--- START EXTRACTED TEXT ---
Phil Fulmer

Phil Fulmer
The University of Tennessee Volunteers head coach Phillip Fulmer has been coach since 1993 with a record of 76-14.

By Gabe Correa - Smokey's Trail
Jan. 28, 2000

Phillip Fulmer enters his ninth season as Tennessee's head coach with a national title. The 98 season, Fulmer led the Vols to a 13-0 record. The Vols were undefeated going in the Fiesta Bowl as they won the first BCS (Bowl Championship Series), beating Florida State 23-16. Florida State was the No. 1 team in passing defense and the No. 2 in rushing, and scoring defense. The 1998 Tennessee Volunteers were a special team, because they played as a whole on both sides of the ball.

They were underdogs in most of the 7 rank teams they played. They showed how you play football at it's best, with leadership, never say die attitude and with fierce defense each game. Fulmer, 48, became National Coach Of The Year in 1998 and has amassed an impressive record during his nine seasons at Tennessee. His .844 winning percentage is first in active Division 1A coaches .

Winningest Active Div. 1-A Coaches
Coach School Win Lost Tied Pct.
Phil Fulmer Tennessee 76 14 0 .844
Joe Paterno Penn State 317 83 3 .792
Bobby Bowden Florida State 304 85 4 .781
Steve Spurrier Florida 122 35 2 .777
R.C. Slocum Texas A&M 102 31 2 .766

Phil Fulmer Family
Phillip Fulmer and Vicky with
Brittany, Courtney, and Allison

Under Fulmer in 98 season, the Vols recorded their fourth top 10 finish and 10-victory season in a row. In 1998, Fulmer guided the Vols to a No. 1 ranking before the Fiesta Bowl and won the national title by beating Florida State 23-16.

With a 13-0 record in 1998, Fulmer brought his overall mark at Tennessee to 67-11. Only Bob Neyland and John Barnhill posted better winning percentages at Tennessee than Fulmer has at this stage of his career. Fulmer applauded his coaching staff and all elements of the squad who played a role in earning the Vols there second SEC Championship title since 1990. The Vols in 98 ended up with a 8-0 record in the Southeastern Conference.

Tennessee under Fulmer has shattered a batch of Vol records. In 1997, Manning, passed for 3819 yards, second highest single season record. SEC Championship Game MVP after 373-yard, SEC passing four TD performance. Set school record with 523 yards passing with five TD passes against Kentucky earning SEC Player of the Week . Thrown for at least 300 yards in nine games. Ranks third in NCAA history in career passing yards and fourth in touchdown passes. Peyton Manning broke 42 records in the 4 years at Tennessee.

Fulmer's Head Coaching Record
Season School Won Lost Tied Pct.
--- END EXTRACTED TEXT ---
--- START ENTRIES ---
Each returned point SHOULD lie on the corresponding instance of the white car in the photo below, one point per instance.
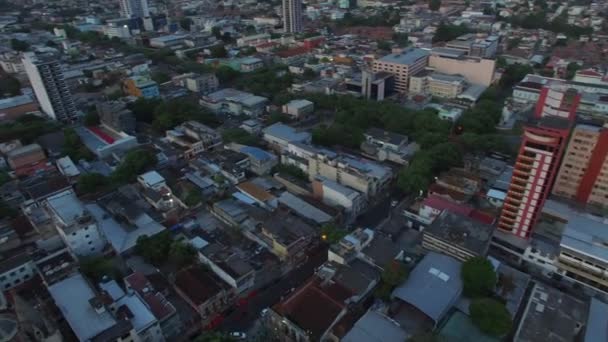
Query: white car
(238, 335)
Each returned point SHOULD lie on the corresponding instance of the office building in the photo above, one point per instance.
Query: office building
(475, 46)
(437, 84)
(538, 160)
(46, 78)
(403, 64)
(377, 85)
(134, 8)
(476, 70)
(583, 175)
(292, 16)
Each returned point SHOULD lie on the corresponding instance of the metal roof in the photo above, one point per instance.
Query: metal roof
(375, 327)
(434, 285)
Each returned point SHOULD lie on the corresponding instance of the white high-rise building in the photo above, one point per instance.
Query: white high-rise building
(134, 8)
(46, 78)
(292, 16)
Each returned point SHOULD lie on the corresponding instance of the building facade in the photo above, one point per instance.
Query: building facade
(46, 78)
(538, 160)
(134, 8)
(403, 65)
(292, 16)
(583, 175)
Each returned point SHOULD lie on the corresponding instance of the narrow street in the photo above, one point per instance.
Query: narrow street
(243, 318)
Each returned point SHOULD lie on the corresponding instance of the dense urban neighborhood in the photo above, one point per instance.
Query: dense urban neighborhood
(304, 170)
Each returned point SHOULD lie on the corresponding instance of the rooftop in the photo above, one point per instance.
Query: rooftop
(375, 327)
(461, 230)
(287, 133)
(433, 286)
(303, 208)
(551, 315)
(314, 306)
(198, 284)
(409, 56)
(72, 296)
--- END ENTRIES ---
Pick up the article on Phil Fulmer after its final line and keep writing it.

EXERCISE RESPONSE →
1992 Tennessee 4 0 0 1.000
1993 Tennessee 10 2 0 .833
1994 Tennessee 8 4 0 .667
1995 Tennessee 11 1 0 .917
1996 Tennessee 10 2 0 .833
1997 Tennessee 11 2 0 .846
1998 Tennessee 13 0 0 1.000
1999 Tennessee 9 3 0 .750
Totals: 76 14 0 .844

    Fulmer’s brilliant coaching record included these other accomplishments:
  • A total of 45 academic All-SEC honorees the past three years, including 18 in 1997.
  • The No. 1 ranking in the AP poll for the remainder of the 1998 regular season starting with the balloting of Nov. 7.
  • The first Tennessee team to post an 11-0 record since the 1938 team went through the regular season and a bowl game undefeated.
  • A record of 52-8 from 1995 through 1999, the most victories over a five-year span in the school’s history.
  • Four consecutive seasons of 10 victories or more from 1995 through 1998.
  • A total of 19 All-SEC players the past three years, including eight in 1997.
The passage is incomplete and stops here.